# Teks Sumber:
____________________
Tommy Sugiarto, All England dan Mental yang Membelenggu
Tommy Sugiarto (badmintonindonesia.org)
Kurang dari sepekan lagi All England 2016 akan dimulai.
Turnamen bulu tangkis tertua sekaligus salah satu yang paling bergengsi akan
dihelat di Birmingham, Inggris sejak 8-13 Maret ini. Ajang akbar yang memasuki
edisi ke-106 itu menjadi bidikan sekaligus idaman setiap pebulutangkis dunia.
Mereka tak hanya ingin tampil mencari nama, dan memburu ‘kue’ dengan nilai
total 550.000 USD.
Para pebulutangkis pun ingin merebut 11.000 ribu poin yang
bakal jatuh ke tangan sang juara. Jumlah poin sebanyak itu lebih dari cukup
untuk ditabung dan menjadi modal berharga untuk digerai saat penghitungan poin
Olimpiade Rio de Janeiro pada Mei nanti. Dengan sisa waktu yang sedikit ini,
turnamen Yonex German Open 2016 menjadi ajang ‘pemanasan’ yang pas. Tak heran
sejumlah pebulutangkis Indonesia pun dikirim mengikuti kompetisi di RWE
Sporthalle, Mulheim an der Ruhr yang sudah dimulai sejak 1 hingga 6 Maret
nanti.
____________________
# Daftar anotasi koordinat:
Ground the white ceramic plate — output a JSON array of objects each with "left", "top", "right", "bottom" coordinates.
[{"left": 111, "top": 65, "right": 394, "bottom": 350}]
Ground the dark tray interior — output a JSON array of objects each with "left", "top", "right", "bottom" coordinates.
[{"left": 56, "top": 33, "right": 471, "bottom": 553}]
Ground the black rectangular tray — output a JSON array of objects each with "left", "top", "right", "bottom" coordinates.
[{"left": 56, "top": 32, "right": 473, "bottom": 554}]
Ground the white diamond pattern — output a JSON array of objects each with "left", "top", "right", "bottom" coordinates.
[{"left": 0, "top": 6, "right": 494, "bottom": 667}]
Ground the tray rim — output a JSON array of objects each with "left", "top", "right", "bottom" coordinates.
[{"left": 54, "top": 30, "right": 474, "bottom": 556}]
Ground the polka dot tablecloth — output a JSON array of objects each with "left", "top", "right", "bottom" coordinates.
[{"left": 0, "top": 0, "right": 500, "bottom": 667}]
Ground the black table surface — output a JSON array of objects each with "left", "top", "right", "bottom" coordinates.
____________________
# Yang Harus Dikerjakan:
Jawab pertanyaan berikut dari teks tentang All England 2016 di atas.
1. Di kota mana All England 2016 diselenggarakan?
2. Edisi ke berapa yang dicapai ajang tersebut pada tahun itu?
3. Turnamen apa yang disebut sebagai ajang pemanasan sebelum All England 2016?

# Hasil Akhir:
1. Birmingham, Inggris.
2. Edisi ke-106.
3. Yonex German Open 2016.